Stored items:
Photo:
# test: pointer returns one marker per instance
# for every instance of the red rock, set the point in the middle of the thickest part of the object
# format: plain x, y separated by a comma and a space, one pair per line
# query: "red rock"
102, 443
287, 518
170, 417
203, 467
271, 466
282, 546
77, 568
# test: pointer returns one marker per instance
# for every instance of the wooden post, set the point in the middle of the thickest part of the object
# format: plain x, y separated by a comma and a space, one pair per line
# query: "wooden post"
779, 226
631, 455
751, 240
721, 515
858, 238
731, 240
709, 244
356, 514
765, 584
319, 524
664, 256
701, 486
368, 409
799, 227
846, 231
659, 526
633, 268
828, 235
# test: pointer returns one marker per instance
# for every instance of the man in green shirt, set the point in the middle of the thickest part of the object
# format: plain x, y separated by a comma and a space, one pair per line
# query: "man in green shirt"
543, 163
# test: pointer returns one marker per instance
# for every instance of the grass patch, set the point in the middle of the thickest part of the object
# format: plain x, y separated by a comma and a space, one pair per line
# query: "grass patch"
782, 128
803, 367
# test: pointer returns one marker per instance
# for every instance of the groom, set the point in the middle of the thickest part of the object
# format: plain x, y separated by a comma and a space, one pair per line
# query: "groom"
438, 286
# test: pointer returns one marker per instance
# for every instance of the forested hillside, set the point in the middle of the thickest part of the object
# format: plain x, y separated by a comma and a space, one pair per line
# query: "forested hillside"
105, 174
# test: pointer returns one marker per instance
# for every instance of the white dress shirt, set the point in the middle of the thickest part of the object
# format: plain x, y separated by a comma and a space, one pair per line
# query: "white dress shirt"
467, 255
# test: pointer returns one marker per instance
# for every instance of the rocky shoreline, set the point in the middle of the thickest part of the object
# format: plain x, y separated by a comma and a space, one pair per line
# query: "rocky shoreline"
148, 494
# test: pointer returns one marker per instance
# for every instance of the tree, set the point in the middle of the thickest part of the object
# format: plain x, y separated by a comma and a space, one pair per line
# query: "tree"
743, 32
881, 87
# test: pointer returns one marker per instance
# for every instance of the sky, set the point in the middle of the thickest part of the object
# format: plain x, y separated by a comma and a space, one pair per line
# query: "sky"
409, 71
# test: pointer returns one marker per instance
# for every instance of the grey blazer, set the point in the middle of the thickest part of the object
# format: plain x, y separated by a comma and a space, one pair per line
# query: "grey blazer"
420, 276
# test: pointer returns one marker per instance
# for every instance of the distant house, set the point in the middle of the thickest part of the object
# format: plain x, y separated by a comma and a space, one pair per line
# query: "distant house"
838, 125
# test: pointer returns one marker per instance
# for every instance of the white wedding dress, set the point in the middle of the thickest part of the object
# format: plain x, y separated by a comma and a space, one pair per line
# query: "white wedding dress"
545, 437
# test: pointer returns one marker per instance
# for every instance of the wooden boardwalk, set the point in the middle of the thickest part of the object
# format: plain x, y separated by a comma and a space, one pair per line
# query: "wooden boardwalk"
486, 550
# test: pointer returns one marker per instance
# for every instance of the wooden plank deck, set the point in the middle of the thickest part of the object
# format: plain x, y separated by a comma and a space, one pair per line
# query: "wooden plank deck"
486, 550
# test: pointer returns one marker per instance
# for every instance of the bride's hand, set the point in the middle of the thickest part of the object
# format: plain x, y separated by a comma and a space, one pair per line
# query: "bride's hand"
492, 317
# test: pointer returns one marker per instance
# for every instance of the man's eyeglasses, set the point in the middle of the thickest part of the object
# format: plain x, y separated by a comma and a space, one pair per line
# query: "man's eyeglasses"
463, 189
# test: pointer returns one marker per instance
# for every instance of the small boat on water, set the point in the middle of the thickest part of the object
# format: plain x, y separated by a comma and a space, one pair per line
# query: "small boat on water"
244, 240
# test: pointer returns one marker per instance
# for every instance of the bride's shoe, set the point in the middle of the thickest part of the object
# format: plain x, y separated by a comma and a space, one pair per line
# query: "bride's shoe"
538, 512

◆ WHAT IS EXPECTED
Report how many lines above contain the string "boat", treating uppercase and lowercase as distinct, and give only that number.

◆ FULL SOLUTION
2